[Start STORED DATA]

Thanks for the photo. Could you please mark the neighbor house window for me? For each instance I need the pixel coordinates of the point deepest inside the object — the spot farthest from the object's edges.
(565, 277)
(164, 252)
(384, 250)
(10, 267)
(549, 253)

[End STORED DATA]

**STATED PROBLEM:**
Express each line of the data above as a JSON list of strings, one string per line, with blank lines omitted.

**ANSWER TO THIS EXERCISE:**
[
  "Thanks for the photo. Could you please mark the neighbor house window for me? For each instance I need the pixel coordinates of the point deepest inside the object — the spot farthest from the object's edges.",
  "(565, 277)",
  "(164, 252)",
  "(384, 250)",
  "(10, 267)",
  "(549, 253)"
]